Forget-Me-Not

It’s been a while since i’ve been able to write.   Literally.

I have not written a word since this last post. Not a diary entry. Not a blog post. Not a morning page. Not a line of my book. Not the best thing to admit as a new author!

In fact sitting down to write this has taken me days.  Today I have done every piece of DIY and cleaning I can find to avoid sitting down and facing a blank page (but no, still haven’t tackled the side yard.  I’d rather face my demons than that demonic disaster).

So finally here I am. A blank page. I will finally confront my thoughts.

It’s a month since my mum died.  I have written so much about her, in this blog, in my first book, in my diaries, in letters, in everything. So much came from her or was because of her, or was for her.

And maybe that’s why I haven’t been able to write. I’ve done lots of reading, lots of sorting and filing and to-do lists and work. I’ve done lots of sleeping and telly watching and talking. I’ve done lots of chocolate and wine and gin. But I haven’t been able to write. Because I don’t know what words will come out. I’m afraid of what words will come out. I’m ashamed that no words are there to come out. No thoughts. Just a blank space which won’t fill a blank page.   Or there are too many thoughts… too many everyday things that are taking up my time so that it’s not so much a blank space as a blanketed space, my grief smothered and muffled by the sheer weight of everything that is going on. The day after she died I was involved in a major car crash so I have had to find a new car, get intensive physio, dose up on pain killers. I’ve had to catch up on work, I have had to prepare for the final Separation meeting. I’ve had to get the girls to and from school and make a million meals.

I feel guilt that my life is going on. I feel relief that my life is going on. I have spent five years grieving for my mum while she was still alive, I don’t know how to grieve for her now that she’s gone.

I have tried to start several posts. But I couldn’t find my voice.  I had so much to write, I didn’t know what to write.

I started blogging a hundred years ago to write about the gruesome and the great aspects of parenting, as I entered a world of breast-feeding and breast-beating.

I wrote about the fun and the fright, of the unimagined joy and the unexpected desperation, of the happy and horrendous, of the just mind blowing eye of the storm that is raising children.

But then, suddenly the blog became about my sandwich years, as I entered the epicentre of the eye of the storm, when on top of the baby and the toddlers I found myself changing my mum’s nappy as well.  That went on for over five years.

Jobs
1: In the Forget-Me-Not post, what happened to the author the day after the mum died?
2: Return the passage of the Forget-Me-Not post starting at "I have not written" and ending at "confront my thoughts.".
3: Resume the Forget-Me-Not post right after its last sentence.
The material that comes next isn't needed.

Material provided
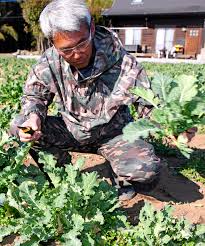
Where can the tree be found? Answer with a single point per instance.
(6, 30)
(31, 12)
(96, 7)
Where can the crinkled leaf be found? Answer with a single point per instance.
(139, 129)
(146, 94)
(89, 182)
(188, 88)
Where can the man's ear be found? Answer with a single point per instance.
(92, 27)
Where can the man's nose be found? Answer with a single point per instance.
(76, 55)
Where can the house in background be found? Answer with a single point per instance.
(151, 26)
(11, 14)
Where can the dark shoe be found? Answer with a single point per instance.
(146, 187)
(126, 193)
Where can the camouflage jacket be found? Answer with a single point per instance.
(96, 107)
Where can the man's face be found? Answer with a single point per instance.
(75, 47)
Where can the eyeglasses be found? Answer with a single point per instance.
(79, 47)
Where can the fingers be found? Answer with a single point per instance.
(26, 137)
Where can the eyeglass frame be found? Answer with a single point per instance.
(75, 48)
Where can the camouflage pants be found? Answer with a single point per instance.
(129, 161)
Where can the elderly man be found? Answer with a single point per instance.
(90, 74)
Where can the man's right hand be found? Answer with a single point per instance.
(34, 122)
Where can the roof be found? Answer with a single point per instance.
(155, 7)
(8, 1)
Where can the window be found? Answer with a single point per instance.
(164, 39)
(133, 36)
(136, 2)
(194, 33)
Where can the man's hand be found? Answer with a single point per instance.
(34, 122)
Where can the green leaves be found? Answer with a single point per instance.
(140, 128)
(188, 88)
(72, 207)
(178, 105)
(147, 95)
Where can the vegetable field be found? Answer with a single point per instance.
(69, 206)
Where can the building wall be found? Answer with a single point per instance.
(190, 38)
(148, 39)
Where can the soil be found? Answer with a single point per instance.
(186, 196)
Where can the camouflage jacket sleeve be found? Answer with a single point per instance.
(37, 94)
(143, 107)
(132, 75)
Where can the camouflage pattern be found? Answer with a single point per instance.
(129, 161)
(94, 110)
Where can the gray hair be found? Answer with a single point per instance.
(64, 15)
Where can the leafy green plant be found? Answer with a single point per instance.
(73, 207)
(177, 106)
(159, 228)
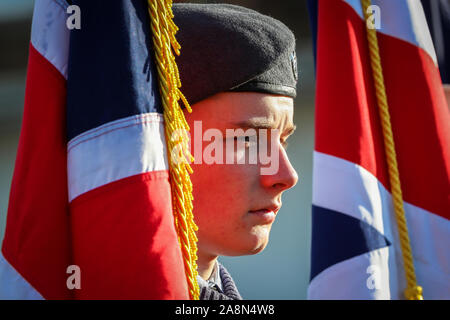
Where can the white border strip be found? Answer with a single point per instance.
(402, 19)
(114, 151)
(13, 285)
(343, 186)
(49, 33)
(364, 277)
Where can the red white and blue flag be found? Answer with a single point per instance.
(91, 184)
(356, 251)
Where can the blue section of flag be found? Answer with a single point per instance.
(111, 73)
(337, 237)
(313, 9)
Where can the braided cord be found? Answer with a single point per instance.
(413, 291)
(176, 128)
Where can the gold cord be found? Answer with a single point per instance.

Task-by-task answers
1: The author was involved in a major car crash.

2:
I have not written a word since this last post. Not a diary entry. Not a blog post. Not a morning page. Not a line of my book. Not the best thing to admit as a new author!

In fact sitting down to write this has taken me days.  Today I have done every piece of DIY and cleaning I can find to avoid sitting down and facing a blank page (but no, still haven’t tackled the side yard.  I’d rather face my demons than that demonic disaster).

So finally here I am. A blank page. I will finally confront my thoughts.

3:
The last few blogs have been pretty serious. It doesn’t get much more serious than losing a parent, losing a marriage and losing a husband.  I used to be carefree, and I  now I just look careless. That’s a lot of things to lose in one year.  It has been a gruelling, grim time, and the blog, (and my poor readers) have had to endure a lot of my outpourings of grief, anger, frustration, desperation and gin-fuelled delirium. 

So I am in a funny place..,… another phase to move this blog (and my life) into. And I need space to deal with my adjustment to a world in which my mum no longer lives.  A marriage can be left behind, a husband can be substituted, but a mum cannot.

And so, as I take my time, and find that space, I am going to go back to what was. I am going to write about the wonders of the wonderful and the wondering-what-the-hells? that is my life. I will write about my girls and my Girls (my friends) and my writing and my travels and my dad and my work. They are the wonders that makes my life full. And in doing so, of course I am still writing about my mum, because her parenting of me, and my parenting of the girls are so entwined, her words coming out of my mouth when I say really crap things like “Is there a flashing sign on the front on this house? Does it say the word Hotel anywhere on the napkins? No? Then why am I the only person to pick up dirty pants in this house?  And why when there are just four people, – that makes 8 socks per day – do I pick up at least 54 dirty ODD socks from the floor. Every day?”   And stuff like that.

After me being away so much in mum’s last weeks, they are back in my bed. And in giving comfort I am getting comfort, those little feet wrapped around mine, their skin suctioned to mine, each of us reaching out in the night.

But i feel a change coming on. Another change.  But a good change.

I got through the winter weather with box sets, and weathered the winter cold of separation with lit fires and glasses of wine.

But this last week, Spring has sprung out at me and made me jump, like my cat from the bushes when I walk by. The back door has been flung open, and I don’t yell “shut the door, you’re letting all the heat out!”  and as quickly as a winter night can fall, the spring evenings are suddenly bright and the girls want to play outside. I’ve been saying no because I haven’t dug up dog poo in at least 3 months but they go anyway, the pull of the widened sky a force greater than me.  I felt the sun on my face yesterday and for the first time since she died, I felt my mum’s hand on my cheek.

So I looked at the garden and knew it was time to re-engage.  I pulled up weeds, and picked up poo, and cut the long wet grass.  Later this week my dad will come down and together we will build a little serenity area and plant a tree for mum, a burst of colour that will keep me and the girlIMG_5096s company all summer long as we play in the garden.  And in winter I will look out at it and know that it’s promise of colour to come will keep me going. And I went to the shop and bought a paint called Forget-Me-Not. I didn’t buy it for it’s name, but because it’s the colour of my mum’s eyes.

Today I painted the bench my mum and I sat on for years, our faces turned to the sun. The bench we whiled away hours of chat and tea, the bench I sit in with my girls when we take a break from playing. And I painted it Forget-Me-Not and we will sit on it this summer, beside mum’s tree, with our faces turned to the sun. And on it I will write, and read, and watch my girls. And not forget.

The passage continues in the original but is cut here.